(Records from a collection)
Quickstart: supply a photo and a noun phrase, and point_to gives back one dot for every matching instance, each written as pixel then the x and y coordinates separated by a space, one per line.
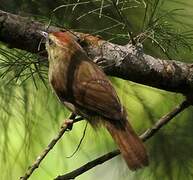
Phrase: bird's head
pixel 60 44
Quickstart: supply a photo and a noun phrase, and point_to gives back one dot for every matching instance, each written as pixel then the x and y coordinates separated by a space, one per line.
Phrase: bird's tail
pixel 130 145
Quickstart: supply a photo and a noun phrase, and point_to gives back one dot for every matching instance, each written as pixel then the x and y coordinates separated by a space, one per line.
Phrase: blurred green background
pixel 30 114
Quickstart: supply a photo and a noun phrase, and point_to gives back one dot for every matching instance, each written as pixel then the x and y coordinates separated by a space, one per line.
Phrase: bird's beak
pixel 44 34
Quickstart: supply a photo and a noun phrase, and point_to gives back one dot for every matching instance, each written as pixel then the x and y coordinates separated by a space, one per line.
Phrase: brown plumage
pixel 84 88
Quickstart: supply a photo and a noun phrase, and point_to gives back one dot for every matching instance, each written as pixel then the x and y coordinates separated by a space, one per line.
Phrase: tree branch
pixel 127 62
pixel 65 126
pixel 145 136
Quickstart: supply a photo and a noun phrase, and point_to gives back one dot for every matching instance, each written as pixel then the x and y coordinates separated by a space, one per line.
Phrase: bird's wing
pixel 93 91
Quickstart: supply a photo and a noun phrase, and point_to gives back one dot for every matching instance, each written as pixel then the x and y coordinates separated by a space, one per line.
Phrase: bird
pixel 83 87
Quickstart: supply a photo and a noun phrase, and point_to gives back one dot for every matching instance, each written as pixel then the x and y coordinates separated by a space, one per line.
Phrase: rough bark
pixel 126 62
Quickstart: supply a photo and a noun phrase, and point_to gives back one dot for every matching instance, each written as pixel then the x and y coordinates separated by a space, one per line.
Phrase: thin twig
pixel 145 136
pixel 65 126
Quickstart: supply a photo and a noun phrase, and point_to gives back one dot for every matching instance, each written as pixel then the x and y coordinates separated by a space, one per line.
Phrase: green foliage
pixel 31 115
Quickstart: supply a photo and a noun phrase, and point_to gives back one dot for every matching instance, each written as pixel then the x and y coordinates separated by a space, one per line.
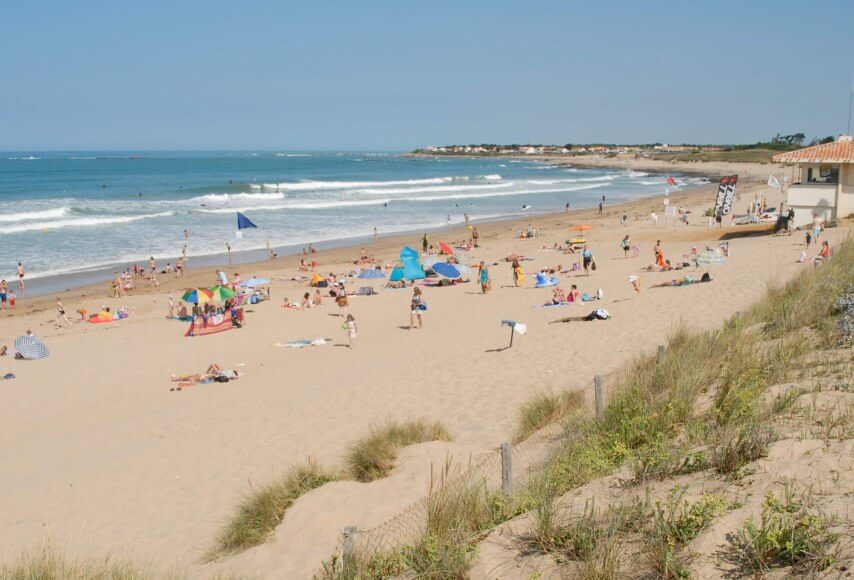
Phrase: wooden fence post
pixel 506 468
pixel 349 544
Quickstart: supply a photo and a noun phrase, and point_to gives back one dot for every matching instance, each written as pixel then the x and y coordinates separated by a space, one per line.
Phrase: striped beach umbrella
pixel 197 296
pixel 31 348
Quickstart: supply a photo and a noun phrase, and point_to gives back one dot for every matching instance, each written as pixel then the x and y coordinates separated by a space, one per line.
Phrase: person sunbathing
pixel 212 373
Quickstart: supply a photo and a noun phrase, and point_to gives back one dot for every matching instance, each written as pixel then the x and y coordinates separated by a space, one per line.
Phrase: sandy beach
pixel 101 457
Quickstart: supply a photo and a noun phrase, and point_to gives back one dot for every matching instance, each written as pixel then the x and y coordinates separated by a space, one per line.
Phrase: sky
pixel 280 75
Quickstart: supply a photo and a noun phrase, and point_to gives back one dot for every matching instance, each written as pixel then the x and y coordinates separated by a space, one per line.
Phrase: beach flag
pixel 243 222
pixel 772 181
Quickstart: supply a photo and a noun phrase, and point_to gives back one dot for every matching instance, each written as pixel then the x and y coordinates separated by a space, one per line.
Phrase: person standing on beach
pixel 483 277
pixel 817 224
pixel 21 274
pixel 61 316
pixel 350 325
pixel 587 258
pixel 416 308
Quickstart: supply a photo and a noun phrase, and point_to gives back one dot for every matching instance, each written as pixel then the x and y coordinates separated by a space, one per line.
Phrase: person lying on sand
pixel 214 372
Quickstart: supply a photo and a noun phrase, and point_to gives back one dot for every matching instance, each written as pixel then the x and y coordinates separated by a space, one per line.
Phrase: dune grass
pixel 47 564
pixel 374 455
pixel 264 508
pixel 544 408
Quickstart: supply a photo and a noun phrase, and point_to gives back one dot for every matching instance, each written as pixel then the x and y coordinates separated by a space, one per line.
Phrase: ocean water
pixel 72 212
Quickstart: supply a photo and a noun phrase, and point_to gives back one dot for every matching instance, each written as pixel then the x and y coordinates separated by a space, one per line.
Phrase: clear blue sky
pixel 212 74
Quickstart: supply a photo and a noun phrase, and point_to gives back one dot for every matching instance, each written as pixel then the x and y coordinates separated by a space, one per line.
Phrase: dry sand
pixel 99 456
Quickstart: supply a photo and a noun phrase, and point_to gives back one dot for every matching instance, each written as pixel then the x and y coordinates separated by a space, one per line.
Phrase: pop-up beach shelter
pixel 412 269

* Exercise brief *
Only the records are wanted, copied exactly, with the pictures dropped.

* Solution for this task *
Quickstart: supply a photo and a noun phrase, and point_to gives back one dot for every matching instance, each written as pixel then the x and y coordinates separated by a space, one per line.
Phrase: bird's head
pixel 60 44
Quickstart: supply a photo and a noun phrase, and point_to gives back one dot for every matching instance, each written as pixel then the x and y coordinates separated by a space, one per line.
Phrase: bird's tail
pixel 130 145
Quickstart: supply a photo and a noun phrase, and point_to gives back one dot for every matching instance, each written as pixel then the x and y coordinates separated by a space, one per line.
Phrase: blurred green background
pixel 30 114
Quickstart: supply a photo and a noun phrase, and point_to gives back one dot for every matching instance, each written as pixel then the x and y coordinates separated by a space, one per line.
Phrase: bird's beak
pixel 44 34
Quickstart: supply a photo and a noun phrase, and point_to gives back one dot for every matching instance, each written as pixel then the x and y coordinates separated by a space, one per line.
Phrase: brown plumage
pixel 84 88
Quickstart: supply a photo and a noun phrase, and point_to gives back one dot for every matching instance, each written as pixel then the x and y coordinates separated by a space, one per line.
Phrase: tree branch
pixel 127 62
pixel 65 126
pixel 145 136
Quickstart: supply a photo and a noun phrase, and point_to gives back one dot for every matching instance, each written as pixel then the x and y coordinates separated by a space, one per line.
Phrase: bird's wing
pixel 93 91
Quickstart: supply a photo and a noun phrase, and point_to gives back one dot for every matching instance, each written as pixel then the x and y coordinates separated by a space, one per line.
Phrase: bird
pixel 83 87
Quickstart: supply a photo and a noun phrase, and point_to gives back one dot for every matching instance, each written as pixel then the x and y coordinates separated by a space, one per line.
Phrase: rough bark
pixel 126 62
Quickstart: supply a photo and a noun phrase, and point_to gives back one dot for every matching instance, each written as pixel then the x and y coordinates separated by a space, one per line.
Phrase: thin twig
pixel 145 136
pixel 65 126
Quickstart: supply a photo and a noun phrase, and point_to gives back one dot for every matching instance, each written as pixel then the x and y coordinates separated by a space, one per line.
Phrase: green foliage
pixel 31 115
Quickstart: supply a photo and a noun phrase, and point_to gives back one dot for every matching instance, each written as pixel then the x and y coordinates separated by a space, one per line.
Phrase: wooden fence post
pixel 506 468
pixel 349 544
Quickstart: supply a photo and a noun phrase, and point_to gives back one dot for every matching instance, each written as pixel then the x and y coordinates separated by a space, one per line.
Phrase: striped beach umbrella
pixel 197 296
pixel 31 348
Quickstart: supply a photo and a noun phrase, and point_to gives back one dot for every matching instance, each written as pixel then the x and y coordinates separated by a space, one per line.
Phrase: person sunbathing
pixel 212 373
Quickstart: supply a photo and a noun phrase, and point_to gives back one dot for every matching instance, each written as pixel then the x and y coordinates separated by a space, one per line.
Phrase: sandy beach
pixel 101 457
Quickstart: supply a photo and a noun phrase, and point_to gives back one dot for every matching instance, each written as pixel then the x and y coordinates separated by a space, one per line.
Phrase: sky
pixel 280 75
Quickstart: supply a photo and a noun phrase, and point_to gives back one dot for every matching instance, each written as pixel then the x and y coordinates separated by a space, one per line.
Phrase: beach flag
pixel 243 222
pixel 772 181
Quickstart: supply a photo and a noun phrase, and point_to gives back one dot for every matching instance, each written as pixel then the x and y coordinates separated by a space, one per line.
Phrase: person standing on beach
pixel 483 277
pixel 817 224
pixel 21 274
pixel 61 316
pixel 350 325
pixel 587 258
pixel 416 308
Quickstart: supply a photo and a noun phrase, and point_to gives back one dot for every matching instance, each written as pixel then the x and y coordinates separated by a space, one per line.
Phrase: person lying on sand
pixel 214 372
Quickstart: supply a photo and a noun phrase, and point_to gives back one dot for every matching instance, each written as pixel then the x and y coordinates separated by a space, one per line.
Phrase: dune grass
pixel 47 564
pixel 374 455
pixel 264 508
pixel 544 408
Quickstart: supply a photo and a noun phrase, and point_to gives back one dot for every matching instance, each written as pixel then the x and y coordinates separated by a space, one per line.
Phrase: ocean water
pixel 72 212
Quickstart: supply a photo and a noun phrase, and point_to gives back one dot for every matching instance, each written as pixel then the x and y coordinates separated by a space, one per line.
Phrase: clear blue sky
pixel 212 74
Quickstart: supply a photo and a noun phrase, and point_to gives back one dot for every matching instance, each written as pixel then the x and y coordinates separated by a space, one per line.
Phrase: dry sand
pixel 99 456
Quickstart: supply a photo and a noun phrase, and point_to gives back one dot for every matching instance, each written as pixel then the x and y coordinates separated by a space, one per line.
Phrase: pop-up beach shelter
pixel 412 269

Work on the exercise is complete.